> [Objective]
Format everything in the material from the line containing "OBJECT_OF_INTEREST = yellow stripe on body" down to the line containing "[396,261,450,338]", both included, as a JSON list of strings with one string per line and blank lines omitted.

begin Material for this exercise

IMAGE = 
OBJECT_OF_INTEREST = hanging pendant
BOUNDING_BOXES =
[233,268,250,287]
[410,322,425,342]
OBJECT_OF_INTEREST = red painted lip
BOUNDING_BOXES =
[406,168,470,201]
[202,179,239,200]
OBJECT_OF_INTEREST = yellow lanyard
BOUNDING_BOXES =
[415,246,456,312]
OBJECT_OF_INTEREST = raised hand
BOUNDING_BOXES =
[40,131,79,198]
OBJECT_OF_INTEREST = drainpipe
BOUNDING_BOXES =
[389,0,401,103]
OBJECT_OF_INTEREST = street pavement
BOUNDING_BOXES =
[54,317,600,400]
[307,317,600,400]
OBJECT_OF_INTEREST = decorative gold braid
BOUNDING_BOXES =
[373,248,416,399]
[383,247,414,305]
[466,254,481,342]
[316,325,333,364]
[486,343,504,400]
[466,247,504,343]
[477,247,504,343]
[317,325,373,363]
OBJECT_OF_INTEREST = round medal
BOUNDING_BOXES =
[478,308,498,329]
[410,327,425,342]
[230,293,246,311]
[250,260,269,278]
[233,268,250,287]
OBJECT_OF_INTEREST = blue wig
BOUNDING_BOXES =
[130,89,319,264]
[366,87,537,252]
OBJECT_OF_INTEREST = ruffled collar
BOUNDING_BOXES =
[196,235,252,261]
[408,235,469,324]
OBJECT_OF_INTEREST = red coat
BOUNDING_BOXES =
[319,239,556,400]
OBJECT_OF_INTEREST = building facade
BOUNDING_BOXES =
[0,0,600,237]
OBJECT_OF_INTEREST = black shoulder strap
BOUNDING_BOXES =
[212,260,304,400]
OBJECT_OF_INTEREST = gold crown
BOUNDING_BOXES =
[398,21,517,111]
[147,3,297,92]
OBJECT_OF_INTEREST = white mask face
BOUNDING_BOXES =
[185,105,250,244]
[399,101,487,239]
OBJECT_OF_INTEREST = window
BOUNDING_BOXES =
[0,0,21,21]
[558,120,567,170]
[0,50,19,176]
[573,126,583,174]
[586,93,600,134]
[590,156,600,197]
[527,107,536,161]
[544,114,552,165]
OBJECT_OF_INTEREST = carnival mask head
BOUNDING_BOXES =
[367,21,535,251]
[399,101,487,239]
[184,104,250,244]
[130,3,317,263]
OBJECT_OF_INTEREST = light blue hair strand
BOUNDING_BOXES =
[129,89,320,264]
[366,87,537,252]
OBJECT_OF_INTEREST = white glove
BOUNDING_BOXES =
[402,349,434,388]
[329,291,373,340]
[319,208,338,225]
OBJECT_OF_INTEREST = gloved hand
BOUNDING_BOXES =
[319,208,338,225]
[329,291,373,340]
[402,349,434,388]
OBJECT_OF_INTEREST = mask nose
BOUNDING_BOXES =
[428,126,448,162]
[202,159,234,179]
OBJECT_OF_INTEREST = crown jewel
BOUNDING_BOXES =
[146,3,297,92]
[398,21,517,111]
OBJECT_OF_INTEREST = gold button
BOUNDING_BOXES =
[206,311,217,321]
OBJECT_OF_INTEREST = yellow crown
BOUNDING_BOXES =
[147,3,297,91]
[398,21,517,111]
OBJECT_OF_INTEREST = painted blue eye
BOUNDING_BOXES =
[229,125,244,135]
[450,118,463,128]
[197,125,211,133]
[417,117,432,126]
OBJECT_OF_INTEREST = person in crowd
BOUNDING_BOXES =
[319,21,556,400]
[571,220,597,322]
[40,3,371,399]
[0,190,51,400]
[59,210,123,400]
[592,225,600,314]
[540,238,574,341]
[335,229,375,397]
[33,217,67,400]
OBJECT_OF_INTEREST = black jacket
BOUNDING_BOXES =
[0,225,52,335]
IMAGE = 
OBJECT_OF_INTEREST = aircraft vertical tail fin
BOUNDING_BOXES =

end Material for this exercise
begin Material for this exercise

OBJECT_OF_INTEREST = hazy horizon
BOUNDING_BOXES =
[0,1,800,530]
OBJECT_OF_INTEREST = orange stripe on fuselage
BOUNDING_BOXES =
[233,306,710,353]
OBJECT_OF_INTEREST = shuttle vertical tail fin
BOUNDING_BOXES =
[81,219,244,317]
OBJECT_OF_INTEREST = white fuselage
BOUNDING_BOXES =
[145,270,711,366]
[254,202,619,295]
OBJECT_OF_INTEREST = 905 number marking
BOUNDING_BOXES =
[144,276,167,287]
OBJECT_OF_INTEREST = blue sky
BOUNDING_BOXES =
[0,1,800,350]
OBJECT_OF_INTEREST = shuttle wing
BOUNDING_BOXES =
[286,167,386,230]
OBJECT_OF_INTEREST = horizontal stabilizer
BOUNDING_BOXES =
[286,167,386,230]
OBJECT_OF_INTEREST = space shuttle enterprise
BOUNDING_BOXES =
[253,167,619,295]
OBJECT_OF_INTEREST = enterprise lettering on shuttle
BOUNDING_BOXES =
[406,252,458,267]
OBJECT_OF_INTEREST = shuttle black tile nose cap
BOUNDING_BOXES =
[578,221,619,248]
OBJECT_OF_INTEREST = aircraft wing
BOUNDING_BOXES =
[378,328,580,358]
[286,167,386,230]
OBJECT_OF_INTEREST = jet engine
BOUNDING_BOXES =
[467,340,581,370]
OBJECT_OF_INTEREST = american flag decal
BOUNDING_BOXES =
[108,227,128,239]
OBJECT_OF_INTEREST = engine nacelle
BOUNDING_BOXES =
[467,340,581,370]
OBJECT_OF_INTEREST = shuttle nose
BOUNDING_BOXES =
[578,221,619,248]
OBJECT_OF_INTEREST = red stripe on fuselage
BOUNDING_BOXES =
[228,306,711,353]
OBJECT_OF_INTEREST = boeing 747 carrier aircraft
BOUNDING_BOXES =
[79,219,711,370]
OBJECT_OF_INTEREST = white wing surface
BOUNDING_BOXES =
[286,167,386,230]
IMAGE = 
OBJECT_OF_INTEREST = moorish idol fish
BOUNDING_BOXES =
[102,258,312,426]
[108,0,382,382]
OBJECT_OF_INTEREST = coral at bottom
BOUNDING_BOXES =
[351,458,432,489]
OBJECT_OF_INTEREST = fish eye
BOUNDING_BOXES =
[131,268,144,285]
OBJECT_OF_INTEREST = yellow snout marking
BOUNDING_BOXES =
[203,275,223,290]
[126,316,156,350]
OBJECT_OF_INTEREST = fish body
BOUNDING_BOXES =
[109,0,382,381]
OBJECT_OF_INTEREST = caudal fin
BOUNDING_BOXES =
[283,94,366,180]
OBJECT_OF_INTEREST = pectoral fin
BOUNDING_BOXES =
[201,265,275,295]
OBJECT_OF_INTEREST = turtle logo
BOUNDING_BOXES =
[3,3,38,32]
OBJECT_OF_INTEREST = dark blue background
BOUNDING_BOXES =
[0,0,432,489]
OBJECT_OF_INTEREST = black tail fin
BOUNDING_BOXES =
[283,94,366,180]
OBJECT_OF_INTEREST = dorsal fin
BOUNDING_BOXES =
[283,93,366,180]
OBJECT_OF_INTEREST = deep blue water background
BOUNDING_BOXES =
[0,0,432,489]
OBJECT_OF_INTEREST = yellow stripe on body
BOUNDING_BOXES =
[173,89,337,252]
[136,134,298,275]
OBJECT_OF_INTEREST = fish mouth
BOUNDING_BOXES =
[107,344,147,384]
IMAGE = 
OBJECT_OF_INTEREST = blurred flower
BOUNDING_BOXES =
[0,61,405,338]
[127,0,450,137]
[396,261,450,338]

end Material for this exercise

> [The output]
[
  "OBJECT_OF_INTEREST = yellow stripe on body",
  "BOUNDING_BOXES =",
  "[173,89,337,252]",
  "[136,134,298,275]",
  "OBJECT_OF_INTEREST = fish mouth",
  "BOUNDING_BOXES =",
  "[107,344,147,384]",
  "IMAGE = ",
  "OBJECT_OF_INTEREST = blurred flower",
  "BOUNDING_BOXES =",
  "[0,61,405,338]",
  "[127,0,450,137]",
  "[396,261,450,338]"
]